Lay out every line of the items below as a numbered list, leaving out any blank lines.

** Begin Input data **

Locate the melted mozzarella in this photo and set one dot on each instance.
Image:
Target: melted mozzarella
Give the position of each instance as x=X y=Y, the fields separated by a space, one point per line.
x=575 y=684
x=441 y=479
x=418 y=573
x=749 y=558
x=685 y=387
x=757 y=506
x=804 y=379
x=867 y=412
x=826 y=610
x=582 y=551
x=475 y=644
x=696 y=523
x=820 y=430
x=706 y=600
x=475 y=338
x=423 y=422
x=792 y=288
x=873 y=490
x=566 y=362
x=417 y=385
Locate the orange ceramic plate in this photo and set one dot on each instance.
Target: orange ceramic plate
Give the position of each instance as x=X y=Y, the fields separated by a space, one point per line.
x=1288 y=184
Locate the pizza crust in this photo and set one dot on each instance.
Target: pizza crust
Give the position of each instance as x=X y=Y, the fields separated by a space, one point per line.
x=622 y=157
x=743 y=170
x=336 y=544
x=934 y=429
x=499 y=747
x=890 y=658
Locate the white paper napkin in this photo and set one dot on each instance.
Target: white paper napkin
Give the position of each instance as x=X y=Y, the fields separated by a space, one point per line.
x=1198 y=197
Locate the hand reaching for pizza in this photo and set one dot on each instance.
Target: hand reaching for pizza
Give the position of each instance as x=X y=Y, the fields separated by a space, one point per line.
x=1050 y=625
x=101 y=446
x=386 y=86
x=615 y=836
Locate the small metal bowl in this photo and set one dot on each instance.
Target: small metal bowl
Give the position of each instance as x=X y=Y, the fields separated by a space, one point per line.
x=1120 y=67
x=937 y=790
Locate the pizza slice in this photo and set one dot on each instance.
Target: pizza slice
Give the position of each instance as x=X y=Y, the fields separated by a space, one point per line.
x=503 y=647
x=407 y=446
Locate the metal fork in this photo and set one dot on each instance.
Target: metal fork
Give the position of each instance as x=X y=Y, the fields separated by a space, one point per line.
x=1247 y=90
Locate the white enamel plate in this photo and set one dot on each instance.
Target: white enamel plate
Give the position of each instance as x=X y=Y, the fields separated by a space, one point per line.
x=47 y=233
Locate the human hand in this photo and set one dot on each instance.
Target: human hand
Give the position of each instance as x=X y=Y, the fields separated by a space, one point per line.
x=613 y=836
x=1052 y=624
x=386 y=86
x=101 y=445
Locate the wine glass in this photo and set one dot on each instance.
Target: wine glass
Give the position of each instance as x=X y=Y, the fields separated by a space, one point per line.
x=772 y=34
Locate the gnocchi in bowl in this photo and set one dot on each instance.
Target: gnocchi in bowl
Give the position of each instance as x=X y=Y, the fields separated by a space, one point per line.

** End Input data **

> [Exercise result]:
1. Locate the melted mozzarella in this photo and set one dot on each instance.
2. Image:
3. Target: melted mozzarella
4. Give the position of each instance as x=X y=Y, the fields separated by a space, one point per line.
5. x=575 y=684
6. x=441 y=479
7. x=418 y=573
8. x=749 y=558
9. x=685 y=387
10. x=757 y=506
11. x=804 y=379
12. x=867 y=412
13. x=826 y=610
14. x=582 y=551
15. x=475 y=644
16. x=696 y=523
17. x=820 y=430
18. x=706 y=600
19. x=475 y=338
20. x=423 y=422
21. x=792 y=288
22. x=873 y=490
23. x=566 y=362
24. x=417 y=385
25. Locate the orange ceramic plate in this photo and set one dot on each instance.
26. Target: orange ceramic plate
27. Give the position of each instance as x=X y=Y, the fields separated by a space, one point per line.
28. x=1288 y=184
29. Locate the pizza crust in this photo and set one dot on each instance.
30. Target: pizza crust
31. Give the position of each instance as x=X y=Y, the fields separated by a space, one point per line.
32. x=622 y=157
33. x=743 y=170
34. x=336 y=544
35. x=934 y=429
36. x=499 y=747
37. x=890 y=658
38. Locate the white paper napkin in this photo and set one dot on each instance.
39. Target: white paper napkin
40. Give the position of each instance as x=X y=Y, the fields separated by a space, one point per line.
41. x=1198 y=197
42. Locate the hand reaching for pizza in this photo and set one dot on each instance.
43. Target: hand reaching for pizza
44. Give the position of each instance as x=X y=Y, the fields separated by a space, one point per line.
45. x=1050 y=625
46. x=101 y=446
47. x=386 y=86
48. x=615 y=836
49. Locate the small metal bowl in this photo and set one dot on each instance.
50. Target: small metal bowl
51. Give the position of each instance as x=X y=Y, the fields separated by a space, one point per line.
52. x=1120 y=67
53. x=937 y=790
54. Locate the pizza slice in this photo and set one dot on each instance.
55. Target: pizza slice
56. Give the position of each instance as x=X y=Y, the fields separated by a space, one point per line.
57. x=503 y=647
58. x=407 y=446
59. Locate the metal fork in this photo and set one dot on each instance.
60. Target: metal fork
61. Give the position of each instance as x=X y=Y, the fields separated by a space, one point per line.
62. x=1247 y=90
63. Locate the white enamel plate in this photo and set one dot on each instance.
64. Target: white enamel plate
65. Give the position of each instance as x=X y=Y, the fields separated by a space, one point per line.
66. x=47 y=233
67. Locate the human hand in this photo and set one dot on each instance.
68. Target: human hand
69. Give the position of each instance as x=X y=Y, the fields separated by a space, one point per line.
70. x=613 y=836
71. x=1052 y=624
72. x=386 y=86
73. x=101 y=445
74. Locate the wine glass in this photo and set one dot on each instance.
75. Target: wine glass
76. Give the position of each instance as x=X y=Y, the fields separated by a space, one point per line.
77. x=772 y=34
78. Locate the gnocchi in bowl in this photo and set one dot on each instance.
79. Target: gnocchi in bowl
80. Give the position of each instance as x=X y=Y, the fields separated by a space, one point per line.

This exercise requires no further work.